## PASSO CITATO
* * *

Hezekiah-seal-2Due i motivi per cui l’impronta del sigillo reale ritrovato è importante.

ARnews/Notizie Avventiste – L’Università ebraica di Gerusalemme ha annunciato una scoperta significativa: la prima impronta di sigillo mai trovata dagli archeologi a Gerusalemme su cui è inciso il nome di un re giudeo.

L’incisione dice: “Appartiene a Ezechia, [figlio di] Acaz, re di Giuda”.

La Bibbia parla di Ezechia, che regnò dal 715 al 686 a.C., nei libri 2 Re, Isaia e 2 Cronache, per le sue grandi riforme prima della campagna assira di Sennacherib. Un testo dice: “fra tutti i re di Giuda che vennero dopo di lui o che lo precedettero, non ve ne fu nessuno simile a lui” (2 Re 18:5).

* * *

[Dati di puntamento basati su immagini]
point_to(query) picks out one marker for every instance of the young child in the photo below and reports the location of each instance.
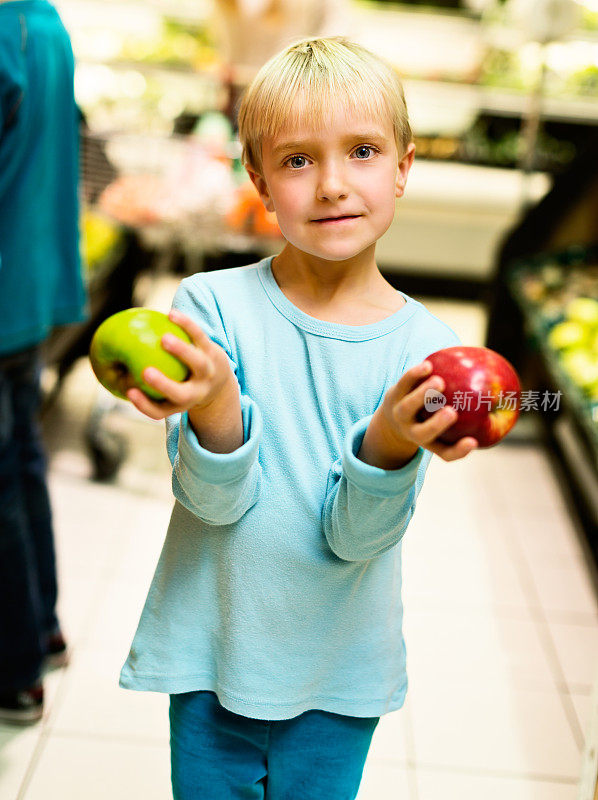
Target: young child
(274, 617)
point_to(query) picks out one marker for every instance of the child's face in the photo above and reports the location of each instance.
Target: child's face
(348, 171)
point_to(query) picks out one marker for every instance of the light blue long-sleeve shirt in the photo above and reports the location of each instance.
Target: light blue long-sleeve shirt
(279, 583)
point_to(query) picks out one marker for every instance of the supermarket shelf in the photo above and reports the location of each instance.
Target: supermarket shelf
(465, 100)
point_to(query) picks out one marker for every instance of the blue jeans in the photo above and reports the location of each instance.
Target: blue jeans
(218, 755)
(27, 562)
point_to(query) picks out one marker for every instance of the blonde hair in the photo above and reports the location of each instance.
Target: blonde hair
(320, 71)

* * *

## CONSEGNA
Modifichi il passo sul sigillo di Ezechia da "La Bibbia parla" a "(2 Re 18:5).", sostituendo "grandi riforme" con "importanti riforme". Le righe costituiscono materiale a sé stante, distinto dal passo sul sigillo di Ezechia.

## RISPOSTA
La Bibbia parla di Ezechia, che regnò dal 715 al 686 a.C., nei libri 2 Re, Isaia e 2 Cronache, per le sue importanti riforme prima della campagna assira di Sennacherib. Un testo dice: “fra tutti i re di Giuda che vennero dopo di lui o che lo precedettero, non ve ne fu nessuno simile a lui” (2 Re 18:5).